TASK INSTRUCTIONS
From the data underneath, reproduce exactly the stretch that begins at the line with "point(226, 30)" and ends after the line with "point(184, 13)".

Stored data entries
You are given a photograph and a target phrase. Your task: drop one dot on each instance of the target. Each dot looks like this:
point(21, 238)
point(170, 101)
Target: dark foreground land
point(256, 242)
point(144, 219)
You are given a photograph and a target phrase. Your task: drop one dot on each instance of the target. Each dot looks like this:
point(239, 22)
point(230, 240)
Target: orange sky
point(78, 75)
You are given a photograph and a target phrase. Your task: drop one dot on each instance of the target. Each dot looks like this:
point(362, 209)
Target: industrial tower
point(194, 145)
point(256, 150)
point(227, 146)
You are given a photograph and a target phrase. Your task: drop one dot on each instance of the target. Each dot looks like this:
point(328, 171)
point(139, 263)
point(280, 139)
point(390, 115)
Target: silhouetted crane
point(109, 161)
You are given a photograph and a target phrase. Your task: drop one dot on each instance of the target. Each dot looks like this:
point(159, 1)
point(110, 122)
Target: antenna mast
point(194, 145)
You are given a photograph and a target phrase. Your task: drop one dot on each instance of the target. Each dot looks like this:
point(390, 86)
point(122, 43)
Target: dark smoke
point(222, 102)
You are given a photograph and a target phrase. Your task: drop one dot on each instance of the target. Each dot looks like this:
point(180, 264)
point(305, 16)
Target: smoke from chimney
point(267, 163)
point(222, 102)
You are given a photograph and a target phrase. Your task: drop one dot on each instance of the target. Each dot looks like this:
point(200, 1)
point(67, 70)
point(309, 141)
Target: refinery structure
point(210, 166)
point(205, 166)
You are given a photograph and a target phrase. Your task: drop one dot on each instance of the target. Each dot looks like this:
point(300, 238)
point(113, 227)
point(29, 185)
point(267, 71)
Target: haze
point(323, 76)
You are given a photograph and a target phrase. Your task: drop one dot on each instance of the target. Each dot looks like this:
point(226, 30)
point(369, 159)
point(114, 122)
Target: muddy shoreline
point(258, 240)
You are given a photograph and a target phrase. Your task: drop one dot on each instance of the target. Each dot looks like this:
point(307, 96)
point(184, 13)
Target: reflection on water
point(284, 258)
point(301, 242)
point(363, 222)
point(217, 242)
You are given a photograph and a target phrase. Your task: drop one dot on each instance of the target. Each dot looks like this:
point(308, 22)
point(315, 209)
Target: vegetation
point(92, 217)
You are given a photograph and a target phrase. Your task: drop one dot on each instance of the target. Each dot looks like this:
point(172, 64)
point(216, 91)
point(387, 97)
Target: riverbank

TASK SOLUTION
point(226, 30)
point(369, 159)
point(114, 122)
Target: muddy shoreline
point(258, 240)
You are given a photograph and a target phrase. Your task: drop one dot on each instance of the target. Each dot looks like this:
point(307, 96)
point(184, 13)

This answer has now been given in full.